WORK TO DO: Pick out every line in the rows below that contains the word "player", and copy each one. Letter case counts, so match only that exact capitalization.

[Collected data]
++++++++

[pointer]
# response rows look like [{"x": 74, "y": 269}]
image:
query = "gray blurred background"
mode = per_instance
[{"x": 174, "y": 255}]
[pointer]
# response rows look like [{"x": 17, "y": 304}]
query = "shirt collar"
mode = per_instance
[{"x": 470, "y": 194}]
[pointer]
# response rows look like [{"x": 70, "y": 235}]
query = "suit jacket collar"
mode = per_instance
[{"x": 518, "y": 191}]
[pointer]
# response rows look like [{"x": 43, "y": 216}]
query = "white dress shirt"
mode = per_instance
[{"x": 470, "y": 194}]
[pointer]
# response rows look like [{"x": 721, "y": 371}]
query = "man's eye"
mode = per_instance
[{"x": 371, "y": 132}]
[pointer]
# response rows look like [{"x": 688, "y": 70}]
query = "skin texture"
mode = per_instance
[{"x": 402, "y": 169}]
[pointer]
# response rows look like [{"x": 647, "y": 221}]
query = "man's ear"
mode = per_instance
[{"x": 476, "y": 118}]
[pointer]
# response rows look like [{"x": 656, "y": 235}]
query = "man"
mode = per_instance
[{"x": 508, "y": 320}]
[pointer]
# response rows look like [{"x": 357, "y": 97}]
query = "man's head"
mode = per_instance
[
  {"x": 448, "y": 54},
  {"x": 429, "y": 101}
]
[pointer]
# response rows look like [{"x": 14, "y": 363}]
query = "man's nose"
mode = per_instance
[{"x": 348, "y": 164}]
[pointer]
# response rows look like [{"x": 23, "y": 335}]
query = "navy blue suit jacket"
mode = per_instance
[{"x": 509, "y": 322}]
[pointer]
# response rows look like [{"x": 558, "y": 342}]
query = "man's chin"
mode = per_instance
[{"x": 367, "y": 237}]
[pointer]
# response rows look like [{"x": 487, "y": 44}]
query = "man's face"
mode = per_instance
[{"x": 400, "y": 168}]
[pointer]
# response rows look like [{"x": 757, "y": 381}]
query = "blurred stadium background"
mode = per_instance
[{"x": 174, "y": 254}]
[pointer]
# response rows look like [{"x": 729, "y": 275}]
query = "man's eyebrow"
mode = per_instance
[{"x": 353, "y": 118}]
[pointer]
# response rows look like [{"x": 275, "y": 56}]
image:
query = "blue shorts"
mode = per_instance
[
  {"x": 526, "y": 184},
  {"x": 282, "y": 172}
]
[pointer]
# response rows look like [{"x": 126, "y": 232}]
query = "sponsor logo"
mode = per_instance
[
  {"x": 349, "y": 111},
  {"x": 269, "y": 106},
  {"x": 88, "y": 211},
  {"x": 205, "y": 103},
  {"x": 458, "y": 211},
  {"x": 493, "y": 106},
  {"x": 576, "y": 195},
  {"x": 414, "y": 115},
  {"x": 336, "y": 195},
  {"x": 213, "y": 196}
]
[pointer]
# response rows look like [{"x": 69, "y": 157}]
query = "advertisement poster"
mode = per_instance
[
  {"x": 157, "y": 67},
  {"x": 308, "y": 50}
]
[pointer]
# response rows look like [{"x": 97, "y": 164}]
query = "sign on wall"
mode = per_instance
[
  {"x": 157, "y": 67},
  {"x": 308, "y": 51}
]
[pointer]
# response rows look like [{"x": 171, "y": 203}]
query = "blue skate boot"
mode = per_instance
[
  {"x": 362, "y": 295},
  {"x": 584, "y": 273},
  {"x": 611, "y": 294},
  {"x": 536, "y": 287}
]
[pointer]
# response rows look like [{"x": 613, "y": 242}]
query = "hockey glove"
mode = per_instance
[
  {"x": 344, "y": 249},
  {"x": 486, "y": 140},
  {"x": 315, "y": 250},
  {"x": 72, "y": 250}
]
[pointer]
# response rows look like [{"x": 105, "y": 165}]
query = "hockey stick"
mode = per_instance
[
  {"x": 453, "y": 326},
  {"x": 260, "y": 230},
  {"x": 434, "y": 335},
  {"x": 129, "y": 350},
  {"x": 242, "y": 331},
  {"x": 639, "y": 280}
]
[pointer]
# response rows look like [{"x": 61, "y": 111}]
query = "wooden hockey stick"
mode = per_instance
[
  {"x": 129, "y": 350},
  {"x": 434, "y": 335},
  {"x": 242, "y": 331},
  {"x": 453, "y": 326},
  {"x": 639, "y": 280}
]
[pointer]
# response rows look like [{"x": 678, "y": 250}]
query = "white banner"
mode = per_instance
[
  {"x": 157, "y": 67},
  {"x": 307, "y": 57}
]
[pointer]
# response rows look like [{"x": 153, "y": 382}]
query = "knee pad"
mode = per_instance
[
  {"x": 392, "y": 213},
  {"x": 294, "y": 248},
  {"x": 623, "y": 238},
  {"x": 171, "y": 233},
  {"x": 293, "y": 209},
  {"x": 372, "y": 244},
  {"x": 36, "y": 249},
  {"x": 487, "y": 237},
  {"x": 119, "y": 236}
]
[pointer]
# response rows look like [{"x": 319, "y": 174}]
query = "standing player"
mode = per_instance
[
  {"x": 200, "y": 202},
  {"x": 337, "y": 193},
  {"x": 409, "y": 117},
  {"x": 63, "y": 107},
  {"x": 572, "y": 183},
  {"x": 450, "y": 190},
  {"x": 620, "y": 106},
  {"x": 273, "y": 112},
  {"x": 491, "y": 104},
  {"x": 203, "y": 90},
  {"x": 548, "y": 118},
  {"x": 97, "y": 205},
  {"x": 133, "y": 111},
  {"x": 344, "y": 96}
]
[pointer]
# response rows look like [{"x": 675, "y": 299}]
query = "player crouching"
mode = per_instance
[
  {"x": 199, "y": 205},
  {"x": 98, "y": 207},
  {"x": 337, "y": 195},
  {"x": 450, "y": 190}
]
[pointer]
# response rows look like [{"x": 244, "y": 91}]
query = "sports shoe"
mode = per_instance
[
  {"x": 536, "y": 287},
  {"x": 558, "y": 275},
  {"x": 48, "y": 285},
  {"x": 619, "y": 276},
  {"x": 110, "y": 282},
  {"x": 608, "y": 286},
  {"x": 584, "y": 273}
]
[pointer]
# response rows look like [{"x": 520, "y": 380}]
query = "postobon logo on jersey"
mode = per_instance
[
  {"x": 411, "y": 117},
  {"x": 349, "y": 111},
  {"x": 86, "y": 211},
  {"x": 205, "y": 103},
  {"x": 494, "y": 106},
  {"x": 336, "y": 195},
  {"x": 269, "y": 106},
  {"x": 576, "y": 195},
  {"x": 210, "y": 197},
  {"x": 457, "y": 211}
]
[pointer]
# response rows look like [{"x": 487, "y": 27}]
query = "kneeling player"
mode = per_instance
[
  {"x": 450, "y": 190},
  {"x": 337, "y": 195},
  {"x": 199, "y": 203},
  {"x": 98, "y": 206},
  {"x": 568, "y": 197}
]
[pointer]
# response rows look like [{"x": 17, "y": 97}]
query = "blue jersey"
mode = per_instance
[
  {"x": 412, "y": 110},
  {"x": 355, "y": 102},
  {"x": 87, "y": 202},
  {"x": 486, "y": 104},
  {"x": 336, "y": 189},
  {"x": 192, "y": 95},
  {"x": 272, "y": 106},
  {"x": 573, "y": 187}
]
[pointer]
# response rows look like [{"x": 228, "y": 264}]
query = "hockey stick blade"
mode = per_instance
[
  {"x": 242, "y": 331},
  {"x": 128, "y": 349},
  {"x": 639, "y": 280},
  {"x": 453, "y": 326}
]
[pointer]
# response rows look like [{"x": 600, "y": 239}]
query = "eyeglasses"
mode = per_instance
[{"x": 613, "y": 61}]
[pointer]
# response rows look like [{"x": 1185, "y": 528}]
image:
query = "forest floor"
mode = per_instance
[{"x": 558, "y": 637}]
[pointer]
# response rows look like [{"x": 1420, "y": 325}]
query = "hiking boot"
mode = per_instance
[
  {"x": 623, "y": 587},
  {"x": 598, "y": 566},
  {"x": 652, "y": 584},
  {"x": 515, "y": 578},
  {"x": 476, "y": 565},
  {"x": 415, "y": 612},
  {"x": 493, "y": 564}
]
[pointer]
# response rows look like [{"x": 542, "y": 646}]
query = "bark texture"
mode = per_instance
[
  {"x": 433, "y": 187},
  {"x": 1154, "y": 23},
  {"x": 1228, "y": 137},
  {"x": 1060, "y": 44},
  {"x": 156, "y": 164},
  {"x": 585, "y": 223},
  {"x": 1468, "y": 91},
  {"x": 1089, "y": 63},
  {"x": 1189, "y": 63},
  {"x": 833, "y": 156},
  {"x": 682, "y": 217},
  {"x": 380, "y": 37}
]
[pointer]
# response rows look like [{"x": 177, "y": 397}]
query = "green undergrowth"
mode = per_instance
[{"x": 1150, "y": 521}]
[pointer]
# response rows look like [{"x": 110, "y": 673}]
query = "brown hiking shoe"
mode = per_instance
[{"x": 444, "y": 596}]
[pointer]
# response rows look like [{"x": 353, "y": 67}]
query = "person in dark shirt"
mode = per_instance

++++++++

FINISHED ANSWER:
query = "standing player"
query = "player crouching"
query = "kneeling player"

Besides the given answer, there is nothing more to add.